START Information

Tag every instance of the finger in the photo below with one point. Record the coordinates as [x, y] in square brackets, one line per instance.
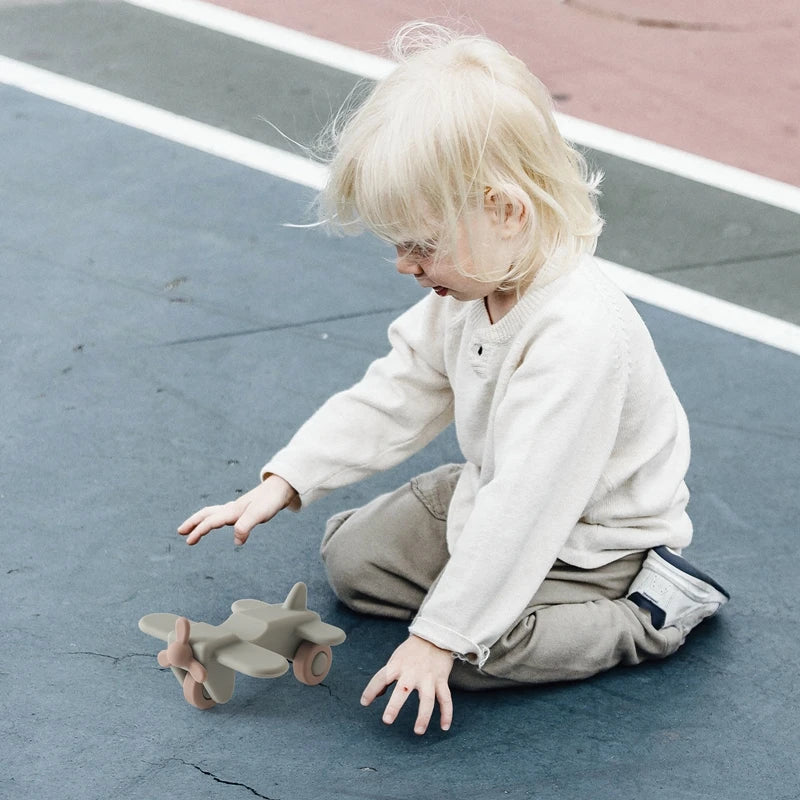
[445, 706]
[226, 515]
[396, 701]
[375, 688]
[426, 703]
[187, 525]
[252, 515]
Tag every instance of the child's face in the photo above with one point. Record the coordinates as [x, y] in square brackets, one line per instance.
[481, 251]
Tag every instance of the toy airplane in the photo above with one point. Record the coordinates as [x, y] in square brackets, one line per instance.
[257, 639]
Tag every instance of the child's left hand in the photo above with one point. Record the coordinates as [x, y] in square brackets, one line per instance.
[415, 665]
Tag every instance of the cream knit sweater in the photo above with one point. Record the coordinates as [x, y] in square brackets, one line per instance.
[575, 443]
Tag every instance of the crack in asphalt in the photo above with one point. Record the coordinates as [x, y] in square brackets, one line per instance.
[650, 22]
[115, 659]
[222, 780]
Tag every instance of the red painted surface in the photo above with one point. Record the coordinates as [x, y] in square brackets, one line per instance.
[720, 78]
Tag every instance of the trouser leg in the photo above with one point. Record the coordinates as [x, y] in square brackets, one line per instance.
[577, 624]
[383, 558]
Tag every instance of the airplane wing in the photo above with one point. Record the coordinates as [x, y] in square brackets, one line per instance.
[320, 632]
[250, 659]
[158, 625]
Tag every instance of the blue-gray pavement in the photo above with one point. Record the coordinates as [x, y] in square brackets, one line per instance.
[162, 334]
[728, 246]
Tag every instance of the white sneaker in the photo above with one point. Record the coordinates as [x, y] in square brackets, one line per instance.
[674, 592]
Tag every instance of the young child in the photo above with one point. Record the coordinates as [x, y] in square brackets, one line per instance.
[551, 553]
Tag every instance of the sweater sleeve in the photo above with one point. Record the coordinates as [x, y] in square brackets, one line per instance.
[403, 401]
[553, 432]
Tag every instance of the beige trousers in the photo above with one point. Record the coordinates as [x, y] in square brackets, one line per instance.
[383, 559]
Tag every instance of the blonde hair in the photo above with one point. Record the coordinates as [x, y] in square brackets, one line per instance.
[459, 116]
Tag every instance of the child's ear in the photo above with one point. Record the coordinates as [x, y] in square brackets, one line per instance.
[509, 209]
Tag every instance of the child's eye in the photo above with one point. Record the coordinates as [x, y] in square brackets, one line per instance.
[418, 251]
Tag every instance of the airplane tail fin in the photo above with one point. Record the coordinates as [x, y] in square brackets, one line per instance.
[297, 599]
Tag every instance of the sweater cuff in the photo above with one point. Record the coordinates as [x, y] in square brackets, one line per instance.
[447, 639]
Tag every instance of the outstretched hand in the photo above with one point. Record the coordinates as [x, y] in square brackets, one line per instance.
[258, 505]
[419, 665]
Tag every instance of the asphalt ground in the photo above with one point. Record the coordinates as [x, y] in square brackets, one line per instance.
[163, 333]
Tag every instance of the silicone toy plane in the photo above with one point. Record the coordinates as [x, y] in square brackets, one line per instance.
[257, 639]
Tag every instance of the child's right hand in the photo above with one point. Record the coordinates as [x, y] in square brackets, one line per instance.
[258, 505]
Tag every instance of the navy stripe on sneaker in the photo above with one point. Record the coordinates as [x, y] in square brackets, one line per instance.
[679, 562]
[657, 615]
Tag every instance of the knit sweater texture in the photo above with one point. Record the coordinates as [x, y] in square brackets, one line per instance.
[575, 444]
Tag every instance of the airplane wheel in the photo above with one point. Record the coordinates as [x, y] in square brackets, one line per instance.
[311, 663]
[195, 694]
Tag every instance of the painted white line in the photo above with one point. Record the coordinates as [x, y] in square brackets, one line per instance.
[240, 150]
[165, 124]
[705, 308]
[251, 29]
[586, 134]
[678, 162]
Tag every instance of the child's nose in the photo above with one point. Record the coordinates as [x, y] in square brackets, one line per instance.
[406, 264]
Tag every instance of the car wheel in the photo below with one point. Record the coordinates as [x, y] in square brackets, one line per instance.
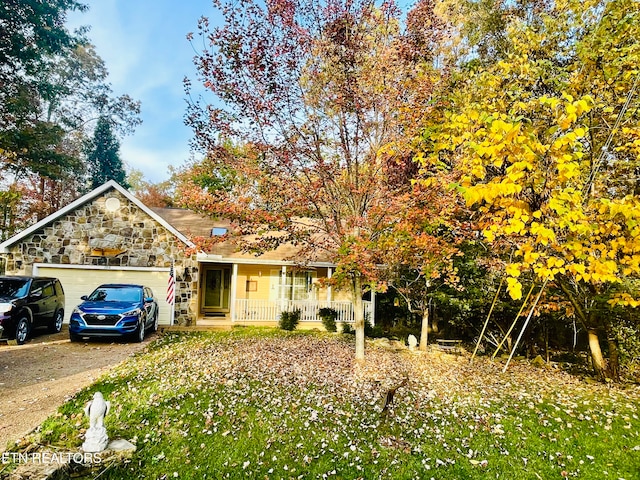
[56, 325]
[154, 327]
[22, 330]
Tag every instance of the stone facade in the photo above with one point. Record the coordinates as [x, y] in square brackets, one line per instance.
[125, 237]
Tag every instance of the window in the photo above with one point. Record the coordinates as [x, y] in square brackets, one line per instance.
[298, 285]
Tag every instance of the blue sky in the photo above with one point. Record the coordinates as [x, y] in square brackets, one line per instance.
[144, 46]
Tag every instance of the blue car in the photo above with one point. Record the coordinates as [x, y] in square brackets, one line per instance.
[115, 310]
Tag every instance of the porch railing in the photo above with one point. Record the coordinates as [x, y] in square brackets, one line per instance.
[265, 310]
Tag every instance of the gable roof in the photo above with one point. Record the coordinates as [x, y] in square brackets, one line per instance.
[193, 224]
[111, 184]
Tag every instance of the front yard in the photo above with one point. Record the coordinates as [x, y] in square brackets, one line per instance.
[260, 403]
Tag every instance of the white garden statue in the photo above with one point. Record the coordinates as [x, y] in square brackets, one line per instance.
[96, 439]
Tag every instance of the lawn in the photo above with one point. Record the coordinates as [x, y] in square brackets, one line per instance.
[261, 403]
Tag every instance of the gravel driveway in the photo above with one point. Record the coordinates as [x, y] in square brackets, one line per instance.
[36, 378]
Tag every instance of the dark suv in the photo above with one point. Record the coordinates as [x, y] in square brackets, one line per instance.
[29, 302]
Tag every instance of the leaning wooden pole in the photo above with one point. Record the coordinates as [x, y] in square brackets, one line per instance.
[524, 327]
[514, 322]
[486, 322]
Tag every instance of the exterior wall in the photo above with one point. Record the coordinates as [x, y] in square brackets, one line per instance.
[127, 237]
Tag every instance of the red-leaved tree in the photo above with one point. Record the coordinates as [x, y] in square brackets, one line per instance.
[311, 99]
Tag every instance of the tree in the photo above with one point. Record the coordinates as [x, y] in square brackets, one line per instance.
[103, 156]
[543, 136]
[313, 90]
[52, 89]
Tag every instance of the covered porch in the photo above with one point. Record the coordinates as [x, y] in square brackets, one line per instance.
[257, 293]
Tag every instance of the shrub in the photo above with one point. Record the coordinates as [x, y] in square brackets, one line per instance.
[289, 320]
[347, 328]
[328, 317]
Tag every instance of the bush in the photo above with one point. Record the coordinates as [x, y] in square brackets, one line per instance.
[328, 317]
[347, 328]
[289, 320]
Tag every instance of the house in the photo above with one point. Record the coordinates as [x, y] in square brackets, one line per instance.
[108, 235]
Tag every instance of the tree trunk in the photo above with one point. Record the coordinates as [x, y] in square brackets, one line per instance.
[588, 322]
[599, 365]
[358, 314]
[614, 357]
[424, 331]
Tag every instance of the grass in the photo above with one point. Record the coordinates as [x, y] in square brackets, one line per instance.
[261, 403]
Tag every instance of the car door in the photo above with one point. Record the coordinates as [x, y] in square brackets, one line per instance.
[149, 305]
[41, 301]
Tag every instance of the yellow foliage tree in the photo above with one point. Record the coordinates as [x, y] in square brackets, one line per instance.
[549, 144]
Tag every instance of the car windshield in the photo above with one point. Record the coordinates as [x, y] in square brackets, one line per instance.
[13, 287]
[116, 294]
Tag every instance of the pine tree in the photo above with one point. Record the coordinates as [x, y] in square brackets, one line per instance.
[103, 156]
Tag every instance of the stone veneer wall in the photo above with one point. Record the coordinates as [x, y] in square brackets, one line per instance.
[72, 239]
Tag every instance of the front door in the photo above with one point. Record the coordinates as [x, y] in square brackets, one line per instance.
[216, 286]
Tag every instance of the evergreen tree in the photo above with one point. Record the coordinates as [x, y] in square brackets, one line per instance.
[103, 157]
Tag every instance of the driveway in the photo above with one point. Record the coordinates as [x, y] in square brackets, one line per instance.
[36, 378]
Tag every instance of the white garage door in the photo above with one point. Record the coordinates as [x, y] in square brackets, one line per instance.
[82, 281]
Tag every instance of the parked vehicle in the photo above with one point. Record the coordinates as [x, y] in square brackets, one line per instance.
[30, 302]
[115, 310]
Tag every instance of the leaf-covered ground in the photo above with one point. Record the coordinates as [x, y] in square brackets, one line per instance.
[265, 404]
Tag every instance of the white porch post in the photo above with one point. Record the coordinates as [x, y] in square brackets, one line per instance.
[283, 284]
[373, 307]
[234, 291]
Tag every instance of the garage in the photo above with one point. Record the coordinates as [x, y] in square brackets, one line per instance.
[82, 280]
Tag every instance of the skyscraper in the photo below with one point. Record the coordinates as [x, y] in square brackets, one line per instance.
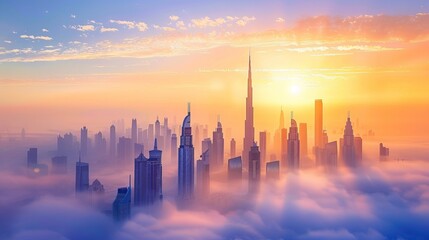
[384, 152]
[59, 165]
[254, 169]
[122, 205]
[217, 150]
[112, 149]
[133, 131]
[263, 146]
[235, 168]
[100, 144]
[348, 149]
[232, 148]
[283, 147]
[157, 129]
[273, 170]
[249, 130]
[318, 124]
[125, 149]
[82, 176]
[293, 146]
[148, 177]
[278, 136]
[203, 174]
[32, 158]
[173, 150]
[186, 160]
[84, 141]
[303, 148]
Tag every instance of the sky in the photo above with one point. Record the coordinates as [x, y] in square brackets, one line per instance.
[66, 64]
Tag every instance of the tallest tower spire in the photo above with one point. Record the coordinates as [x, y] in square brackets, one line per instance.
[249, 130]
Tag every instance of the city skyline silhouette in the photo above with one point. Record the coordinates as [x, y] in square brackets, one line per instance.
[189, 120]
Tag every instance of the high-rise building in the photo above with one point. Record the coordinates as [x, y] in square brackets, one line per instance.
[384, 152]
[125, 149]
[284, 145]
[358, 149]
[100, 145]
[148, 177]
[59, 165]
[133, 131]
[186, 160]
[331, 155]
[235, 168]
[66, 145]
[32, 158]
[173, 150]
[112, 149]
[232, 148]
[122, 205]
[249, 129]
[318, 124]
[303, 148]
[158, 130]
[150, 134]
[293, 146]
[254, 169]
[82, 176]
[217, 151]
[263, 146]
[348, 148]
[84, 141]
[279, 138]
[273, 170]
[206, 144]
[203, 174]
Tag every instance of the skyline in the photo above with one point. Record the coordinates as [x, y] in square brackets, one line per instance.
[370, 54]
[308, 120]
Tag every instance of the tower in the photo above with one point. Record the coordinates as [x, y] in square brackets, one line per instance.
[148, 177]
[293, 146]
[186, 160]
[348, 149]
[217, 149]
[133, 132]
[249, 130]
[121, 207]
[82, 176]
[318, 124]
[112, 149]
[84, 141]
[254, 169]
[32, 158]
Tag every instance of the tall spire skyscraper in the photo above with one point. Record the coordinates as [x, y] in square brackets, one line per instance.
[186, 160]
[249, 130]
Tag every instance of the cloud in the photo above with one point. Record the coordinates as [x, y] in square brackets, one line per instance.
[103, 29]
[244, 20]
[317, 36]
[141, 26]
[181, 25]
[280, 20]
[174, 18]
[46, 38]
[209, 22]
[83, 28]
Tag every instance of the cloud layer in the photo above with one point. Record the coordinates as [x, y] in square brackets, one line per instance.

END Information

Only the lines from the one with "Tag every instance of the skyline" through the end of the records above are to be copied, exactly as written.

Tag every instance of the skyline in the photo above with one point. Record the coordinates as [x, y] in square brackets, one line per instance.
[370, 54]
[308, 120]
Tag every instance of the tower in the photo above with one point. Record the coordinates as [x, y] in square brackets, one line per instance.
[148, 177]
[293, 146]
[186, 160]
[348, 149]
[217, 149]
[133, 132]
[249, 130]
[121, 207]
[82, 176]
[318, 124]
[112, 149]
[84, 141]
[254, 169]
[32, 158]
Tag every instance of the tall spire skyscraper in the photo above with one point. Record the coordinates as [x, y] in square brackets, one line per instance.
[186, 160]
[249, 130]
Tag every instance of the cloud in the photo above with one point. Record the coordinates as [x, y] in square brackets, one line per instance.
[103, 29]
[244, 20]
[317, 36]
[141, 26]
[181, 25]
[280, 20]
[174, 18]
[46, 38]
[209, 22]
[83, 28]
Tag every instance of the cloud layer in the photo above with one point. Record the coordinates as [x, y] in square brackets, one line per instance.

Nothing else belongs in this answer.